- Text excerpt:
* Start *

A) Political Approach: Dagan praised efforts to bring Iran
before the UNSC, and signaled his agreement with the pursuit
of a third sanctions resolution. He acknowledged that
pressure on Iran is building up, but said this approach alone
will not resolve the crisis. He stressed that the timetable
for political action is different than the nuclear project's

B) Covert Measures: Dagan and the Under Secretary agreed not
to discuss this approach in the larger group setting.

C) Counterproliferation: Dagan underscored the need to
prevent know-how and technology from making their way to
Iran, and said that more can be done in this area.

D) Sanctions: Dagan said that the biggest successes had so
far been in this area. Three Iranian banks are on the verge
of collapse. The financial sanctions are having a nationwide
impact. Iran's regime can no longer just deal with the
bankers themselves.

E) Force Regime Change: Dagan said that more should be done
to foment regime change in Iran, possibly with the support of
student democracy movements, and ethnic groups (e.g., Azeris,
Kurds, Baluchs) opposed to the ruling regime.

¶12. (S) Dagan clarified that the U.S., Israel and like-minded
countries must push on all five pillars at the same time.
Some are bearing fruit now; others would bear fruit in due
time, especially if more attention were placed on them.
Dagan urged more attention on regime change, asserting that
more could be done to develop the identities of ethnic
minorities in Iran. He said he was sure that Israel and the
U.S. could "change the ruling regime in Iran, and its
attitude towards backing terror regimes." He added, "We
could also get them to delay their nuclear project. Iran
could become a normal state."

¶13. (S) Dagan stressed that Iran has weak spots that can be
exploited. According to his information, unemployment
exceeds 30 percent nationwide, with some towns and villages
experiencing 50 percent unemployment, especially among 17-30
year olds. Inflation averages more than 40 percent, and
people are criticizing the government for investing in and
sponsoring Hamas, saying that they government should invest
in Iran itself. "The economy is hurting," he said, "and this
is provoking a real crisis among Iran's leaders." He added
that Iran's minorities are "raising their heads, and are
tempted to resort to violence."

¶14. (S) Dagan suggested that more could be done to get the
Europeans to take a tougher stand against Iran. Under
Secretary Burns agreed, and suggested that Israel could help

by reaching out to the Europeans. Dagan said that Israel is
already doing this, and would continue to do so. Dagan
reiterated the need to strike at Iran's heart by engaging
with its people directly. Voice of America (VOA) broadcasts
are important, but more radio transmissions in Farsi are
needed. Coordination with the Gulf states is helpful, but
the U.S. should also coordinate with Azerbaijan and countries
to the north of Iran, to put pressure on Iran. Russia, he
said, would be annoyed, but it would be fitting, as Russia
appears bent on showing the U.S. that it cannot act globally
without considering Russia.

* End *

- Materials provided:
* Start *

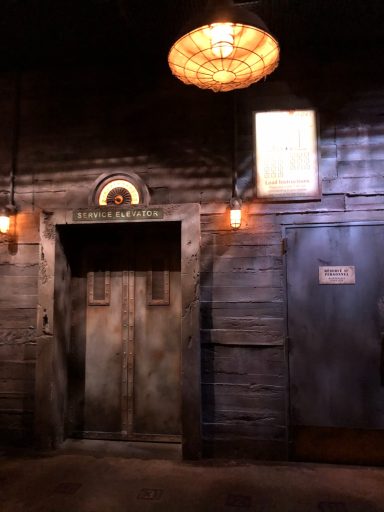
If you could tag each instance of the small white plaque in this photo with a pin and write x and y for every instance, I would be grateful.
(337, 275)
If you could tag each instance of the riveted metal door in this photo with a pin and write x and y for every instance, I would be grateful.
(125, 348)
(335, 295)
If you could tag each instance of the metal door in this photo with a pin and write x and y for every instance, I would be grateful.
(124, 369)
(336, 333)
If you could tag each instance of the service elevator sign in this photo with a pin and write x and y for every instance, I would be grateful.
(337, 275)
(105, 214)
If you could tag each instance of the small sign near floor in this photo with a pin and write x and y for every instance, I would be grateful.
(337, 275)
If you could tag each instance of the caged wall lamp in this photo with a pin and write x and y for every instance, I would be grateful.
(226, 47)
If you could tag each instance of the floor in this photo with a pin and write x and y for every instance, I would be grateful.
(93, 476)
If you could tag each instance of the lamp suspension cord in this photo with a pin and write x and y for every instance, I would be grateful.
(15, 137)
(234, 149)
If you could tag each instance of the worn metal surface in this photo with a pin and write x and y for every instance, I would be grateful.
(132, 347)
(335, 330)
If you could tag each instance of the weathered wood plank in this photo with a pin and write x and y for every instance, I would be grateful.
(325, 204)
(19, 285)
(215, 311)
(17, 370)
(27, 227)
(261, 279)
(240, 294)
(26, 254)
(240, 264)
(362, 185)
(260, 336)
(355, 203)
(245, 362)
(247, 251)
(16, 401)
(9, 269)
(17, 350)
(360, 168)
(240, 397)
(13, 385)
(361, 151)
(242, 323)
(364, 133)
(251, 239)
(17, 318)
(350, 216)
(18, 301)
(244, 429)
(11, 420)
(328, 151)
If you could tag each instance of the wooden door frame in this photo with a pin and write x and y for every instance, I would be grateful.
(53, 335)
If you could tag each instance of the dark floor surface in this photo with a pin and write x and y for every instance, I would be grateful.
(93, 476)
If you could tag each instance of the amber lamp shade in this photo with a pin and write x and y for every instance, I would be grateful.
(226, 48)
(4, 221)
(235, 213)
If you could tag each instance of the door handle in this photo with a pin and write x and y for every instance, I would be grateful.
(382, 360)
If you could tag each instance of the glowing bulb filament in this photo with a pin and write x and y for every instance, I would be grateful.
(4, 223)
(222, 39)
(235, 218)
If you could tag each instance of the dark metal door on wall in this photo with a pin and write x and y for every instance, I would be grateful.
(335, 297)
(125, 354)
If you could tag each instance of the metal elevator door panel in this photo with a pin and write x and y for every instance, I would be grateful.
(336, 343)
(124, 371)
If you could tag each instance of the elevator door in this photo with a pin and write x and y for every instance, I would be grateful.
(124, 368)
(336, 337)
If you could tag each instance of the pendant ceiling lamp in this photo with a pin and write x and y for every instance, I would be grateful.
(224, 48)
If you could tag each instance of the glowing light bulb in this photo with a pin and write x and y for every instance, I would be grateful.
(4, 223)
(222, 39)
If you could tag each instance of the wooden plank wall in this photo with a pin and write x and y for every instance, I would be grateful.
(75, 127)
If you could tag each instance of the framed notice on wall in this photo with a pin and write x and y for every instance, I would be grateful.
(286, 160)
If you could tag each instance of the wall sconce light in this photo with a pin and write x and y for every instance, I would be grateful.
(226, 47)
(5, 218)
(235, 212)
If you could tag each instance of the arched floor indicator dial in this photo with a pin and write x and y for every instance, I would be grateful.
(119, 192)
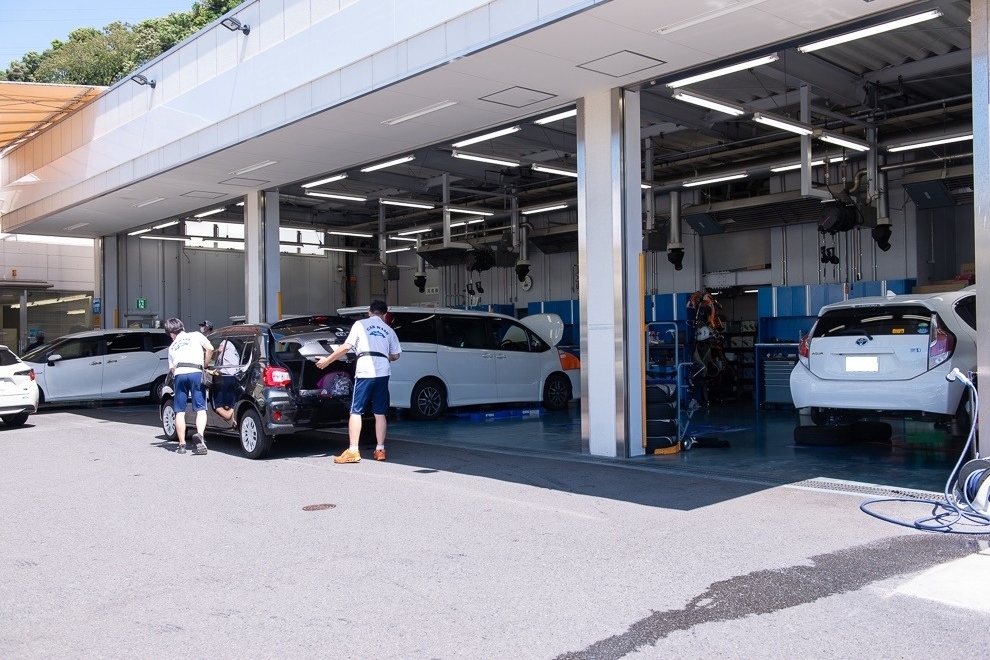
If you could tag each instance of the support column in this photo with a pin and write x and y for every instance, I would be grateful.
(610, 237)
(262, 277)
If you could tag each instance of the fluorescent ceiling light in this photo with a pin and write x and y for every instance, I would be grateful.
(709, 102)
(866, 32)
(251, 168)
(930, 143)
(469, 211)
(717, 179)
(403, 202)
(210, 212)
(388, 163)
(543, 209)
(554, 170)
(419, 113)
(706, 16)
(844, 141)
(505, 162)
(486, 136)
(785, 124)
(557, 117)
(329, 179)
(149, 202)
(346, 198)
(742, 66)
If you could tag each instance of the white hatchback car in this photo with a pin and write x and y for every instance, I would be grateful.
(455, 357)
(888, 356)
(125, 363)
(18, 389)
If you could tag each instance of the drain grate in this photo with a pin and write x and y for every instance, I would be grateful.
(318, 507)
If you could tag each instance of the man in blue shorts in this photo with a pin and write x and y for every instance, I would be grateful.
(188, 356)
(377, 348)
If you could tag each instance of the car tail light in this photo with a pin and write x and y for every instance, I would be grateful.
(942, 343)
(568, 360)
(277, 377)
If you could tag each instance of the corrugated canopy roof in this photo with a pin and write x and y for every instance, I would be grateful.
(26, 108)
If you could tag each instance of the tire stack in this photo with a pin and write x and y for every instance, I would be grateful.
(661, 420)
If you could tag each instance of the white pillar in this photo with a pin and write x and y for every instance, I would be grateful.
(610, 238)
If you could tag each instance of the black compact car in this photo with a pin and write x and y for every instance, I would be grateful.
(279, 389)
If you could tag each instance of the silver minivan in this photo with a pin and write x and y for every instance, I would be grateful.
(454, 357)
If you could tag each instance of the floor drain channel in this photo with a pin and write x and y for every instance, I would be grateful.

* End *

- Directives:
1 - In the Iran excerpt, how many Iranian banks does Dagan say are on the verge of collapse?
2 - Copy out the part of the listing that opens with the line containing "If you could tag each instance of the silver" and closes at the end of the listing, renaming "silver minivan" to "gray minivan" and leaving everything else unchanged.

- Responses:
1 - Three.

2 -
If you could tag each instance of the gray minivan in this photo with a pin and write x and y for every instance, I would be grateful.
(454, 357)
If you could tag each instance of the floor drain channel in this photo with a pin and write x and y for every instance, I would be grateful.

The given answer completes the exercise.